Excerpts of pointing data:
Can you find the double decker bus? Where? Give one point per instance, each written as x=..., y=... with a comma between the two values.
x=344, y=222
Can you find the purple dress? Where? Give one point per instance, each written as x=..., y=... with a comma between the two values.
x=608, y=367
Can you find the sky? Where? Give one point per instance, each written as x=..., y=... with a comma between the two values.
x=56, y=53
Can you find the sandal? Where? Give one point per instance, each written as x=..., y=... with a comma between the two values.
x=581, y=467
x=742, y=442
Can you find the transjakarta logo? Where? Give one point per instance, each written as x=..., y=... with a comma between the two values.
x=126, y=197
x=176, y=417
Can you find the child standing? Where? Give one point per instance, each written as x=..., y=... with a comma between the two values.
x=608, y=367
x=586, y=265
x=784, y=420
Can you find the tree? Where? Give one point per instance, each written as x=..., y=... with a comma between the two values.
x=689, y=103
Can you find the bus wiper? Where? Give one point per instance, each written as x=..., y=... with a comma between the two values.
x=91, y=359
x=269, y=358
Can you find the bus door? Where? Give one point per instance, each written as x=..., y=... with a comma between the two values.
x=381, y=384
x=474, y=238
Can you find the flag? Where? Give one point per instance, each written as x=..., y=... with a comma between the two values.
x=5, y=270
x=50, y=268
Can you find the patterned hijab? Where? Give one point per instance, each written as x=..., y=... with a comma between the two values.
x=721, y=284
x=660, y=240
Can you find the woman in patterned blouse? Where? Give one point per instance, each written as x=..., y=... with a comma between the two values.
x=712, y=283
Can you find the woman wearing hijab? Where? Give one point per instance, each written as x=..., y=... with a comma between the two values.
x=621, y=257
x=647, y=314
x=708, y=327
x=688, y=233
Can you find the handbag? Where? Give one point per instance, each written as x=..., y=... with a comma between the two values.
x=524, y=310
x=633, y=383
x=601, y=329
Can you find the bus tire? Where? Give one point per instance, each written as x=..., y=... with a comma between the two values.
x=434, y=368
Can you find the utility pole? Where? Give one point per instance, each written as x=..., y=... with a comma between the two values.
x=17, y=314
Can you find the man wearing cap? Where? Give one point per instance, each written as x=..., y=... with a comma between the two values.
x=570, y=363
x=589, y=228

Given exercise:
Rewrite the rows starting at the line that has "Can you find the child" and ending after the line that has "x=784, y=420", putting "standing child" in place of "child standing" and changing nothing else.

Answer for the task:
Can you find the standing child? Where? Give one point per instance, each written as x=..., y=... with a comma between the two values.
x=608, y=367
x=586, y=265
x=784, y=420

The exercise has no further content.